TEXTE EXTRAIT:

Aux dernières nouvelles on annonce qu’il pourra distinguer les astéroïdes d’une taille descendant à 30 mètres (la taille de l’astéroïde de la Toungouska) et qu’il devrait atteindre son objectif d’identification des astéroïdes de plus de 140 mètres à 90% dans les 10 ans. Sa mission durera 12 ans.

La mission DART est bien sûr le complément à cette mission d’identification car si on détecte un danger, il faudra bien faire « quelque chose ». Par ailleurs, pour ne pas voir tout en noir, on peut imaginer que la mission permette d’identifier (par spectrographie) quelques astéroïdes riches en minerais rares exploitables et qui seraient accessibles depuis la Terre par une expédition de minage.

On peut imaginer à partir de là qu’on fera un jour de même pour la protection de Mars, même si comme on l’a vu la semaine dernière, le besoin de précision (taille des astéroïdes) pour les hommes sur cette planète sera beaucoup plus élevé en raison de la proximité de la Ceinture d’Astéroïdes et de la ténuité de l’atmosphère. Bien entendu la recherche menée pour la protection planétaire de la Terre pourra bénéficier à celle de Mars et réciproquement car, j’insiste, ces télescopes ne se contenteront pas de repérer les astéroïdes, ils en détermineront la trajectoire (compte tenu de leur proximité, le déplacement des NEO est nettement perceptible, à partir du moment où on les a repérés bien sûr).

À FAIRE:
Recopiez, s'il vous plaît, le passage du texte ci-dessus sur la surveillance des astéroïdes, en commençant par « Aux dernières nouvelles » et en allant jusqu'à « expédition de minage. ».

DONNÉES FOURNIES:
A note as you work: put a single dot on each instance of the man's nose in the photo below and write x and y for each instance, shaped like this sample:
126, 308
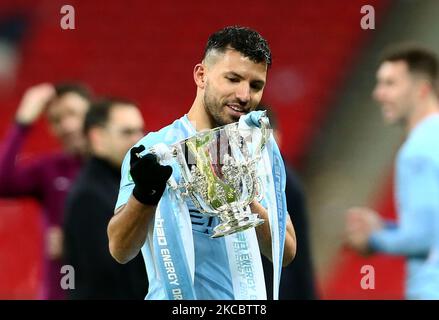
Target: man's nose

RÉPONSE COMPLÈTE:
Aux dernières nouvelles on annonce qu’il pourra distinguer les astéroïdes d’une taille descendant à 30 mètres (la taille de l’astéroïde de la Toungouska) et qu’il devrait atteindre son objectif d’identification des astéroïdes de plus de 140 mètres à 90% dans les 10 ans. Sa mission durera 12 ans.

La mission DART est bien sûr le complément à cette mission d’identification car si on détecte un danger, il faudra bien faire « quelque chose ». Par ailleurs, pour ne pas voir tout en noir, on peut imaginer que la mission permette d’identifier (par spectrographie) quelques astéroïdes riches en minerais rares exploitables et qui seraient accessibles depuis la Terre par une expédition de minage.